Your output should contain every record, unchanged.
○ ○ ○ ○
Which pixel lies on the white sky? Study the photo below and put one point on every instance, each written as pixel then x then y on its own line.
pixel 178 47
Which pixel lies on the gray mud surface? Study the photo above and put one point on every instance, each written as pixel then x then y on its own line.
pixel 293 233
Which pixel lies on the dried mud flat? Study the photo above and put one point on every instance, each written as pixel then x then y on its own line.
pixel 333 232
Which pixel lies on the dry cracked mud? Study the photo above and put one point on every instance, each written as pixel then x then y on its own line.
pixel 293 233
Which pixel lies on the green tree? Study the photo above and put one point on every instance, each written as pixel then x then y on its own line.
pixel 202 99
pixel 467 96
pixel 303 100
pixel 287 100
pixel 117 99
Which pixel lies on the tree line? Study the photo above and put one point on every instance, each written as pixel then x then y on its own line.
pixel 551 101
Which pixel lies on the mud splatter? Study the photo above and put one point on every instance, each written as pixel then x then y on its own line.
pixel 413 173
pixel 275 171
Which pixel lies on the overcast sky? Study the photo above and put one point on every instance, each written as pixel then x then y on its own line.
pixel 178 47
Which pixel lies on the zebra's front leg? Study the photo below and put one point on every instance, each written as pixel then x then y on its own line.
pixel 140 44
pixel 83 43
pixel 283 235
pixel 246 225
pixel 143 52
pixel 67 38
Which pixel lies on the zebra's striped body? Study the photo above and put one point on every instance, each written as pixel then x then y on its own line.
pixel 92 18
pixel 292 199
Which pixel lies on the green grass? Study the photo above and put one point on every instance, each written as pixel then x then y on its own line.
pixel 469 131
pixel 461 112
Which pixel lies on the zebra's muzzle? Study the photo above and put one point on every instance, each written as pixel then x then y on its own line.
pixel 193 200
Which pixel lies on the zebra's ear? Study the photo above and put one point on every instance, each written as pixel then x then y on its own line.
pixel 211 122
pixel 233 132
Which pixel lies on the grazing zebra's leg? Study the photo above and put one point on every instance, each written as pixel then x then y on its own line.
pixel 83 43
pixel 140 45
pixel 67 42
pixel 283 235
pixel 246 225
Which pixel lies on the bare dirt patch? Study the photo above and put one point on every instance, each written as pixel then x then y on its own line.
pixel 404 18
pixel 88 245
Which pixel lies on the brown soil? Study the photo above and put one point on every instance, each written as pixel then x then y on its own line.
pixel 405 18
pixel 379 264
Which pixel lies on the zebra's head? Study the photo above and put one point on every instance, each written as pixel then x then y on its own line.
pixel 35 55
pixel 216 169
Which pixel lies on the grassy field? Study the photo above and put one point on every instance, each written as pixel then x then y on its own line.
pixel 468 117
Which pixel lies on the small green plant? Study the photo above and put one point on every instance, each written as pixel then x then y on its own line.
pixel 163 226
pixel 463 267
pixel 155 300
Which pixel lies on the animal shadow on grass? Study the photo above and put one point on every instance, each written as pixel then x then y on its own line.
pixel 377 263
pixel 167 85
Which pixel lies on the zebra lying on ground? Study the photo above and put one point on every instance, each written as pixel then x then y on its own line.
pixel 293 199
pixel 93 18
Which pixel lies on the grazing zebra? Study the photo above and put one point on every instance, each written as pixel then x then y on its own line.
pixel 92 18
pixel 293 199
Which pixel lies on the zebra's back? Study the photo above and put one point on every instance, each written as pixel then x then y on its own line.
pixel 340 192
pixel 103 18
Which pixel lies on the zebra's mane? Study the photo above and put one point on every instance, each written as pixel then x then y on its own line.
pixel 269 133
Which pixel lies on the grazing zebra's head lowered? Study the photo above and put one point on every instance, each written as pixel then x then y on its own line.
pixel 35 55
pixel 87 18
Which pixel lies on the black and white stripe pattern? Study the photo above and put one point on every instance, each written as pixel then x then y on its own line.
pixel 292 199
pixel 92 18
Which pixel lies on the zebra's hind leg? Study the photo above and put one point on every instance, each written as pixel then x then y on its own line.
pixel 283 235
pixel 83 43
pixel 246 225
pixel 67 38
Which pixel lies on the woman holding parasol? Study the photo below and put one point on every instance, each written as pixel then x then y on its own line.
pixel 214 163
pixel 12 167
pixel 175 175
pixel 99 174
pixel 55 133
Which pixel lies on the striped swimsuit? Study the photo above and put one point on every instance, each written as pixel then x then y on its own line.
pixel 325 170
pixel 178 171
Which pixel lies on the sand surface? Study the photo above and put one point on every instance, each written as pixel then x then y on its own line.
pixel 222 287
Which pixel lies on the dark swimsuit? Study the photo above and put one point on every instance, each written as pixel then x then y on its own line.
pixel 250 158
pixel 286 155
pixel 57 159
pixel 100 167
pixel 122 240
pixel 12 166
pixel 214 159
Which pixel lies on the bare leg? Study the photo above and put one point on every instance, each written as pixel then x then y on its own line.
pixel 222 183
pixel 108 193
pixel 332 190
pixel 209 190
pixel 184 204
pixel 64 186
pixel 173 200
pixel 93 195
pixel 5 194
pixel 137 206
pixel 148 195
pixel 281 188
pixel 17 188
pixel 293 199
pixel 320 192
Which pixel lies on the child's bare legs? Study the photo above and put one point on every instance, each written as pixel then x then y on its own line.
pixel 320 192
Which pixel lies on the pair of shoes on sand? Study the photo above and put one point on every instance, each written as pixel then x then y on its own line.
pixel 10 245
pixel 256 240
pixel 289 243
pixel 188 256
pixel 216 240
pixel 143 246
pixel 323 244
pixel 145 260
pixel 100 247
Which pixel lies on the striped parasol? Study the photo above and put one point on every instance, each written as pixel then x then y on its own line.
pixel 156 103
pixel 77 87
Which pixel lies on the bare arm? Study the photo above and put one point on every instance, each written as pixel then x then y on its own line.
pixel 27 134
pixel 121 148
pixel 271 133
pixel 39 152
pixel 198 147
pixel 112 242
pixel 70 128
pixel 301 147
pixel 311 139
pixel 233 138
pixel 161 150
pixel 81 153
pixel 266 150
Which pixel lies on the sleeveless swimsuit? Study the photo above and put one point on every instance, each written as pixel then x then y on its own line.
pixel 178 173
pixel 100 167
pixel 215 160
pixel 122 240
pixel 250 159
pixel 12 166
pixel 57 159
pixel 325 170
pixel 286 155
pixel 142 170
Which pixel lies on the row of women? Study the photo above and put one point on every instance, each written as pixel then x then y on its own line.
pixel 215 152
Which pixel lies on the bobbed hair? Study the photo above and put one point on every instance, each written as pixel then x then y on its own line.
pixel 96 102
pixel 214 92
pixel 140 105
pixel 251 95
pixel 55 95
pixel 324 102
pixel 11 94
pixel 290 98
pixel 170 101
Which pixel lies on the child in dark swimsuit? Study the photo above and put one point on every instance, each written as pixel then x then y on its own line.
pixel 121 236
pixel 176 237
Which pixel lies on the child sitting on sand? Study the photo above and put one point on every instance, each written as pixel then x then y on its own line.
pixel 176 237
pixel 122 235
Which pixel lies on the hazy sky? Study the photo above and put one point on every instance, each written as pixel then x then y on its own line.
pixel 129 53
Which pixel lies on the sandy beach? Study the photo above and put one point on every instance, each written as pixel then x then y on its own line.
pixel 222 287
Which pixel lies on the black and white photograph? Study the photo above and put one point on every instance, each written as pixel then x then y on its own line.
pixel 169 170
○ ○ ○ ○
_YOUR SOLUTION_:
Which pixel lies on the white sky? Study the photo below and put one point on every instance, each written as pixel then x then y on its own line.
pixel 178 47
Which pixel lies on the gray mud surface? Study the photo above and put one point on every instance, each written as pixel then x then y on its own line.
pixel 293 233
Which pixel lies on the dried mud flat? Study the photo above and put one point on every instance, each written as pixel then x then y on its own line.
pixel 333 232
Which pixel lies on the dry cracked mud? Study the photo above and put one point on every instance, each written as pixel then x then y on its own line.
pixel 293 233
Which pixel lies on the green tree? Study the photo above and put one point on every instance, each written as pixel then x then y on its own line.
pixel 202 99
pixel 467 96
pixel 303 100
pixel 287 100
pixel 117 99
Which pixel lies on the tree line? Study the photo above and put one point on every instance, each written as pixel then x then y on its own line.
pixel 551 101
Which pixel lies on the mud splatter? Study the photo above and put one point on every instance, each written as pixel then x then y on its own line.
pixel 413 173
pixel 275 171
Which pixel lies on the overcast sky? Study the photo above and put one point on every instance, each written as pixel then x then y on its own line.
pixel 178 47
Which pixel lies on the zebra's front leg? Study the photo below and put one point on every instance, each written as pixel then x then y on its own line.
pixel 140 44
pixel 83 43
pixel 283 235
pixel 246 225
pixel 143 52
pixel 67 38
Which pixel lies on the zebra's striped body? Study the photo above and put one point on every instance, each written as pixel then x then y on its own line.
pixel 92 18
pixel 292 199
Which pixel lies on the green grass? Study the photo above and put one point on every instance, each written as pixel then x then y on its own line.
pixel 469 131
pixel 461 112
Which pixel lies on the zebra's muzzle? Study the photo above and put one point on every instance, each written as pixel then x then y on its own line.
pixel 193 200
Which pixel lies on the zebra's ear? Study the photo above and put one point on every instance, each written as pixel then x then y on its own line.
pixel 211 122
pixel 233 132
Which pixel lies on the grazing zebra's leg? Study the photo above and put one point on every instance, each written as pixel then x then y on its own line.
pixel 83 43
pixel 140 45
pixel 67 42
pixel 283 235
pixel 246 225
Which pixel lies on the bare dirt patch? Study the photo above and put one point on every instance, each written as pixel then x then y on its own line.
pixel 404 18
pixel 88 245
Which pixel lies on the brown soil? Study the photo above and put one point on every instance, each written as pixel then x then y on its own line.
pixel 405 18
pixel 379 264
Which pixel lies on the zebra's head? Study the photo above and put one point on every instance, each written as pixel then x then y on its own line.
pixel 35 55
pixel 216 169
Which pixel lies on the grassy field? Study the photo above and put one point on every instance, each written as pixel then x then y on its own line.
pixel 468 117
Which pixel lies on the small green plant? Study the photo above and put one point on every instance, each written as pixel then x then y on its own line.
pixel 163 226
pixel 463 267
pixel 155 300
Which pixel lies on the animal shadow on grass? Study the photo above and put one point on every instance, each written as pixel then x then y on its own line.
pixel 377 263
pixel 167 85
Which pixel lies on the zebra lying on ground? Study the photo above and put one point on every instance, each written as pixel then x then y on its own line.
pixel 293 199
pixel 93 18
Which pixel lies on the grazing zebra? Study the photo above and put one point on every instance, each written as pixel then x then y on its own line.
pixel 92 18
pixel 293 199
Which pixel lies on the zebra's back? Study the photo above and put one point on every instance, each written as pixel then x then y on its own line.
pixel 340 192
pixel 103 18
Which pixel lies on the zebra's mane? Study the photo above and put one point on every instance, each written as pixel then x then y on its own line.
pixel 269 133
Which pixel lies on the grazing zebra's head lowered? Study the photo above and put one point on every instance, each written as pixel then x then y on its own line.
pixel 35 55
pixel 87 18
Which pixel lies on the black and white stripe pattern? Study the photo above and put one point on every instance, each written as pixel then x then y on its own line.
pixel 292 199
pixel 92 18
Which pixel lies on the zebra's hind leg? Study the photo above and put one point on every instance, each written as pixel then x then y on its own line.
pixel 283 235
pixel 83 43
pixel 246 225
pixel 67 38
Which pixel lies on the woman holding parasol? Study the photo below and put one point on every instance, each written as pixel then x then y on its own line.
pixel 214 163
pixel 12 167
pixel 175 175
pixel 99 174
pixel 55 133
Which pixel lies on the striped swimsuit? Study the photo above and put one point on every instance, each written as pixel then x then y on its own line.
pixel 325 170
pixel 178 171
Which pixel lies on the sand surface? Study the photo above and put one point on every instance, each written as pixel then x then y on its own line.
pixel 222 287
Which pixel lies on the dark swimsuit? Study the photo above and put one point on every instance, each written as pixel then x then y on its own line.
pixel 250 158
pixel 286 155
pixel 57 159
pixel 100 167
pixel 122 240
pixel 12 166
pixel 214 159
Which pixel lies on the bare leg? Study the photo above and put one point on every instance, each written as pixel then x then y on its own line.
pixel 222 183
pixel 108 193
pixel 332 190
pixel 209 190
pixel 184 204
pixel 64 186
pixel 173 200
pixel 93 195
pixel 5 194
pixel 137 206
pixel 148 195
pixel 281 188
pixel 17 188
pixel 293 199
pixel 320 192
Which pixel lies on the child's bare legs? Study the photo above and put one point on every instance, each written as pixel then x then y on its own line.
pixel 320 192
Which pixel lies on the pair of shoes on sand? Study the photo above and put one point on every instance, each written as pixel then x then y on its own line.
pixel 10 245
pixel 256 240
pixel 289 243
pixel 188 256
pixel 216 240
pixel 143 246
pixel 323 244
pixel 145 260
pixel 100 247
Which pixel lies on the striped parasol? Study the photo above and put one point on every instance, each written as pixel then x then y on its own line.
pixel 156 103
pixel 77 87
Which pixel lies on the bare arm? Study the photo above and put one point on every instance, each written as pixel then x then y on its own line.
pixel 27 134
pixel 121 148
pixel 271 133
pixel 39 152
pixel 198 147
pixel 112 242
pixel 70 128
pixel 301 147
pixel 311 139
pixel 233 138
pixel 161 150
pixel 81 153
pixel 266 150
Which pixel lies on the sleeveless swimsuit? Study the photo above and put one point on every instance, each written as pixel then x then y on its own line.
pixel 178 173
pixel 100 167
pixel 215 160
pixel 122 240
pixel 250 159
pixel 12 166
pixel 57 159
pixel 325 170
pixel 286 155
pixel 142 170
Which pixel lies on the row of women? Study the photo above and put one point on every instance, each written as pixel then x then y on its own line.
pixel 215 152
Which pixel lies on the bobbed hair? Study the photo above and put one point on every instance, each written as pixel then x then y on its own line.
pixel 96 102
pixel 214 92
pixel 140 105
pixel 251 95
pixel 55 95
pixel 324 102
pixel 11 94
pixel 290 98
pixel 170 101
Which pixel lies on the child in dark swimsuit? Study the photo above and put one point on every instance, each written as pixel then x then y on its own line.
pixel 121 236
pixel 176 237
Which pixel lies on the child sitting on sand? Study the photo above and put one point on every instance, each written as pixel then x then y on its own line.
pixel 176 237
pixel 122 235
Which pixel lies on the hazy sky? Study the photo above and put one point on every instance, each written as pixel then x then y on its own line.
pixel 129 53
Which pixel lies on the sandy beach? Study the photo above and put one point on every instance, each written as pixel then x then y on its own line.
pixel 222 287
Which pixel lies on the black and white photograph? Study the photo above and put one point on every instance, each written as pixel then x then y on its own line.
pixel 169 170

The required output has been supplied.